Start Excerpted data

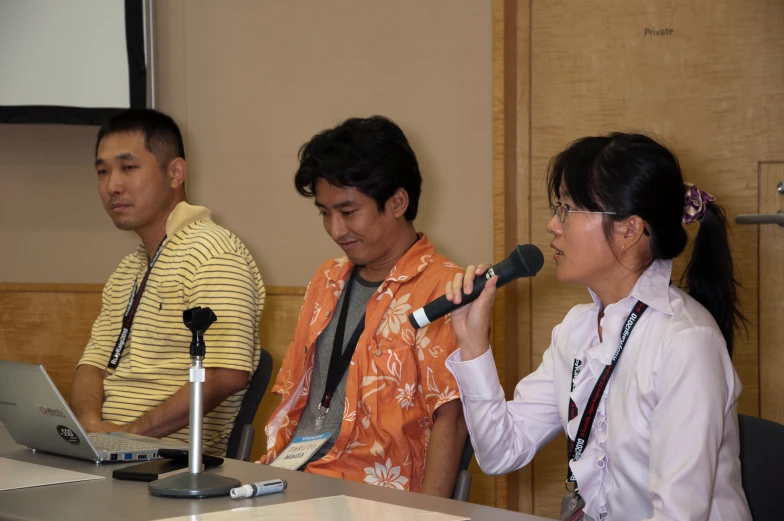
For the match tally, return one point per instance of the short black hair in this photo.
(370, 154)
(162, 136)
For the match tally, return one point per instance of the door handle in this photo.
(762, 218)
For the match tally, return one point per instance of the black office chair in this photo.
(241, 437)
(463, 483)
(761, 461)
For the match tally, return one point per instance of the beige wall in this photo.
(249, 82)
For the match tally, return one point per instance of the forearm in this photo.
(87, 394)
(447, 440)
(174, 414)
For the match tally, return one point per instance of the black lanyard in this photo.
(130, 311)
(575, 448)
(340, 359)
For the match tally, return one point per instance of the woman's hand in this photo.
(471, 323)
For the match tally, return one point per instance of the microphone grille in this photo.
(528, 259)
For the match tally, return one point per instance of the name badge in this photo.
(300, 450)
(572, 507)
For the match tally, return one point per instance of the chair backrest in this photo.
(250, 402)
(761, 460)
(463, 483)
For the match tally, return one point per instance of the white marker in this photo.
(259, 489)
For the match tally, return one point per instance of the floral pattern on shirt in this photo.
(396, 381)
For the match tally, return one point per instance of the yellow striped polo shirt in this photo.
(201, 264)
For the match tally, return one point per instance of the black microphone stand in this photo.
(194, 483)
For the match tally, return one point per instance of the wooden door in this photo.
(771, 293)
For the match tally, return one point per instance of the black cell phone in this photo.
(181, 455)
(151, 470)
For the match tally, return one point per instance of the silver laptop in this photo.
(36, 415)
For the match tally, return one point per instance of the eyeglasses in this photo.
(562, 210)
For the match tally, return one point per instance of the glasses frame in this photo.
(561, 215)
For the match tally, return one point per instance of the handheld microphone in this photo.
(525, 261)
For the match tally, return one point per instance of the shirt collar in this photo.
(653, 287)
(183, 215)
(413, 262)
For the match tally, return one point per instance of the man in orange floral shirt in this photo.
(380, 397)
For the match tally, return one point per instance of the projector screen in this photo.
(75, 61)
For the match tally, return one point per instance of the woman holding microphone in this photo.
(640, 379)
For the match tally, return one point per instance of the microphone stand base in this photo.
(187, 485)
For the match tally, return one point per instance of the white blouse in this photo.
(664, 443)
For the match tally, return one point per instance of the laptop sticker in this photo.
(68, 435)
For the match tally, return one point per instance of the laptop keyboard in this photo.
(114, 444)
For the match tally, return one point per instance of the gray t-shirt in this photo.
(361, 291)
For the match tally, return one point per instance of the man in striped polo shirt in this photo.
(133, 375)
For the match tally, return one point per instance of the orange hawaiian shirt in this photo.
(396, 379)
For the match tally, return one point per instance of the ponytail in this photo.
(710, 274)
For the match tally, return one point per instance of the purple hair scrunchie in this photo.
(694, 203)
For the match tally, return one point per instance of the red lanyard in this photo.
(575, 448)
(130, 312)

End Excerpted data

Please format all of the records above as a Markdown table with the columns Row and Line, giving each line its number under Row. Leave out blank lines and the pictures.

| Row | Line |
|---|---|
| 1 | For the match tally, return one point per instance of the short black hair in this photo. |
| 2 | (370, 154) |
| 3 | (162, 136) |
| 4 | For the match tally, return one point per instance of the door handle in this photo. |
| 5 | (762, 218) |
| 6 | For the match tally, return one point per instance of the black office chair in this photo. |
| 7 | (241, 437) |
| 8 | (463, 483) |
| 9 | (761, 461) |
| 10 | For the match tally, return one point per instance of the beige wall in this photo. |
| 11 | (249, 82) |
| 12 | For the match tally, return one point per instance of the forearm in this photo. |
| 13 | (87, 394) |
| 14 | (447, 440) |
| 15 | (174, 414) |
| 16 | For the match tally, return one point per instance of the black lanyard in this photo. |
| 17 | (130, 311) |
| 18 | (575, 448) |
| 19 | (340, 359) |
| 20 | For the match tally, return one point per instance of the woman's hand in this photo. |
| 21 | (471, 323) |
| 22 | For the match tally, return one point per instance of the microphone grille in this photo. |
| 23 | (528, 259) |
| 24 | For the match tally, return one point per instance of the name badge in this photo. |
| 25 | (300, 450) |
| 26 | (572, 507) |
| 27 | For the match tally, return one point per instance of the chair backrest in this photo. |
| 28 | (250, 402) |
| 29 | (761, 460) |
| 30 | (463, 483) |
| 31 | For the match tally, return one point per instance of the white marker in this photo. |
| 32 | (259, 489) |
| 33 | For the match tally, return one point per instance of the floral pattern on shirt in this photo. |
| 34 | (396, 381) |
| 35 | For the match tally, return one point per instance of the yellow striped polo shirt in this photo. |
| 36 | (201, 264) |
| 37 | For the match tally, return one point per instance of the black microphone stand in this photo. |
| 38 | (194, 483) |
| 39 | For the match tally, return one point per instance of the wooden door in this photo. |
| 40 | (771, 293) |
| 41 | For the match tally, return one point per instance of the black cell phone in this photo. |
| 42 | (181, 455) |
| 43 | (151, 470) |
| 44 | For the match tally, return one point per instance of the silver laptop in this photo. |
| 45 | (36, 415) |
| 46 | For the match tally, return one point per instance of the eyeglasses in this photo. |
| 47 | (562, 210) |
| 48 | For the match tally, return one point per instance of the glasses frame in this photo. |
| 49 | (561, 215) |
| 50 | For the match tally, return one point per instance of the handheld microphone in this photo. |
| 51 | (525, 261) |
| 52 | For the match tally, return one point per instance of the shirt collar in this photo. |
| 53 | (653, 287) |
| 54 | (183, 215) |
| 55 | (413, 262) |
| 56 | For the match tally, return one point per instance of the man in orange floral shirt in this photo. |
| 57 | (380, 397) |
| 58 | For the match tally, return one point per instance of the projector screen in this photo. |
| 59 | (75, 61) |
| 60 | For the match tally, return one point per instance of the woman holding microphone in this photo. |
| 61 | (640, 379) |
| 62 | For the match tally, return one point per instance of the microphone stand base in this photo. |
| 63 | (187, 485) |
| 64 | For the match tally, return one point per instance of the white blouse in this photo. |
| 65 | (664, 443) |
| 66 | For the match tally, return one point per instance of the laptop sticker in this photo. |
| 67 | (68, 435) |
| 68 | For the match tally, return one point per instance of the laptop keyboard in this photo. |
| 69 | (114, 444) |
| 70 | For the match tally, return one point per instance of the gray t-shirt in this photo. |
| 71 | (361, 291) |
| 72 | For the match tally, return one point per instance of the man in striped polo shirt in this photo. |
| 73 | (133, 375) |
| 74 | For the match tally, return one point per instance of the orange hawaiian shirt in this photo. |
| 75 | (396, 379) |
| 76 | For the match tally, return one point per instance of the ponytail in this photo. |
| 77 | (710, 274) |
| 78 | For the match tally, return one point per instance of the purple hair scrunchie in this photo. |
| 79 | (694, 203) |
| 80 | For the match tally, return one point per instance of the red lanyard in this photo. |
| 81 | (575, 448) |
| 82 | (130, 312) |